▶ **本文**
•••••
ところで、橋川と村上とは、しばしば対蹠的な人物として比較される。たとえば竹内洋氏は、村上一郎『岩波茂雄と出版文化―近代日本の教養主義』(講談社学術文庫2013)の「学術文庫版イントロ 村上一郎と『岩波茂雄』」で、
わたしは、そのころ(1960年代初頭―引用者)傾倒していた橋川文三(政治思想史家、一九二二~八三)から社会科学的なものを引き算したのが村上一郎で、村上はそのぶん情念の炎の温度が格段に高いが、逆に橋川文三の文体と論理は冷たく燃えているなどと思ったものである。そんなわけで当時のわたしは必ずしも村上の著作の熱心な読者とはいいがたかった。(p.8)
と述懐しているし、渡辺京二氏は、村上一郎『幕末―非命の維新者』(中公文庫2017)の「解説 草莽の哀れ」で、
しかし村上さんは、のちには三島割腹事件にただならぬ共感を示したお方であり、この文庫本に収録されている対談を読んでもわかるのように(ママ)、国学的ナショナリズムの権化とでも言うべき保田與重郎と、最後までコミットした人であった。橋川文三さんは戦時中は熱烈な保田信者であった人だが、戦後は『日本浪曼派批判序説』を著わして、己れの内なる政治的ロマン主義を克服した。彼は村上の著作集の解説の中でも、村上の保田への傾倒にふれ、「要するに私は日本ロマン派=保田與重郎とは、どういったらいいか、ともかく切れていたいのである」と書いている。
•••••
▶ **一覧**
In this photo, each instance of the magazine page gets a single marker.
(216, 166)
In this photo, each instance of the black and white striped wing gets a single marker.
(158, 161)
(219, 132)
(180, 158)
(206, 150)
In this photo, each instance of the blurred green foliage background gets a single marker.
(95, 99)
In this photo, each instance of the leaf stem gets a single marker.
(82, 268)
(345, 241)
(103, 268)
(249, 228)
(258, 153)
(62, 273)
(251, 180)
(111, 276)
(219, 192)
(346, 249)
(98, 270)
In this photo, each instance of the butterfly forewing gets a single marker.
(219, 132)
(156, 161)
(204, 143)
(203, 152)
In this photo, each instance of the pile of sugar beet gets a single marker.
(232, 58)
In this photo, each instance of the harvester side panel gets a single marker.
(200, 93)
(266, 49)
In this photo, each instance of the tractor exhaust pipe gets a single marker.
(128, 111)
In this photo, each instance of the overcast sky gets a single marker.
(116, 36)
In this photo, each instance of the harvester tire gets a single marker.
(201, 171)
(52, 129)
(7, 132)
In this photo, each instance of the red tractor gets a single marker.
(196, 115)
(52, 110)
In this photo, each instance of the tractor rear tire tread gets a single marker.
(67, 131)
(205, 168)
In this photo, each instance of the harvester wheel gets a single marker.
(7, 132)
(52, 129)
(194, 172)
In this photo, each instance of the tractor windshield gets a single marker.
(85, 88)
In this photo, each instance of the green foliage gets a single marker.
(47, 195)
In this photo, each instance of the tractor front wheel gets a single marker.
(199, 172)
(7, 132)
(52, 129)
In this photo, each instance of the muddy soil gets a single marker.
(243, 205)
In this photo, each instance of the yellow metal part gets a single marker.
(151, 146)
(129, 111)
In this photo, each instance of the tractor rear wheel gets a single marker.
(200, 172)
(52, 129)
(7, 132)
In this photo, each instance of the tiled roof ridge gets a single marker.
•••••
▶ **やること**
1. 橋川文三と村上一郎についての本文から、「と述懐しているし、渡辺京二氏」から「たいのである」と書いている。」までを、両端の語句も含めて一字一句たがえずに書き写しなさい。
2. 橋川文三と村上一郎についての本文の最後の文に続けて、その先を書き継ぎなさい。

▶ **解答**
1.
と述懐しているし、渡辺京二氏は、村上一郎『幕末―非命の維新者』(中公文庫2017)の「解説 草莽の哀れ」で、
しかし村上さんは、のちには三島割腹事件にただならぬ共感を示したお方であり、この文庫本に収録されている対談を読んでもわかるのように(ママ)、国学的ナショナリズムの権化とでも言うべき保田與重郎と、最後までコミットした人であった。橋川文三さんは戦時中は熱烈な保田信者であった人だが、戦後は『日本浪曼派批判序説』を著わして、己れの内なる政治的ロマン主義を克服した。彼は村上の著作集の解説の中でも、村上の保田への傾倒にふれ、「要するに私は日本ロマン派=保田與重郎とは、どういったらいいか、ともかく切れていたいのである」と書いている。

2.
私はそういう村上さんの右翼に通じかねない国学的ナショナリストの姿勢、おなじく武断に通じかねない東国ますらお振りを一貫して敬遠していて、これまでその系統の著書も読んで来ていない。この『幕末』も依頼を受けたときまだ読んでいなかった。ためらいはそういう事情から生じた。この人の熱い、あるいは熱すぎる心にシンクロできる自信がなかったのである。(p.292)
と述べている*10。
*1:それに触発されて、森鷗外「興津弥五右衛門」を読んだのだった。ちなみに鷗外の方は、今年「歿後100年」を迎えた。
*2:竹内・佐藤編著は、まともな学問対象としては見なされてこなかった「蓑田胸喜」について考察している。
*3:単なる依怙地にすぎないが、ネット古書肆ではなく足で見つけたかったのだ。
*4:宮嶋氏には『三島由紀夫と橋川文三』という著作もある。同書が2005年に出ており、2011年に新装復刊されたということは、そこから遡及する形で知った。
*5:この『昭和ナショナリズムの諸相』は、今年五月に名古屋大学出版会の「リ・アーカイヴ叢書」の一冊として復刊されており、新本としての入手も容易になった。
*6:初出:『現代の発見』第二巻、春秋社1959。『橋川文三著作集5』に収む。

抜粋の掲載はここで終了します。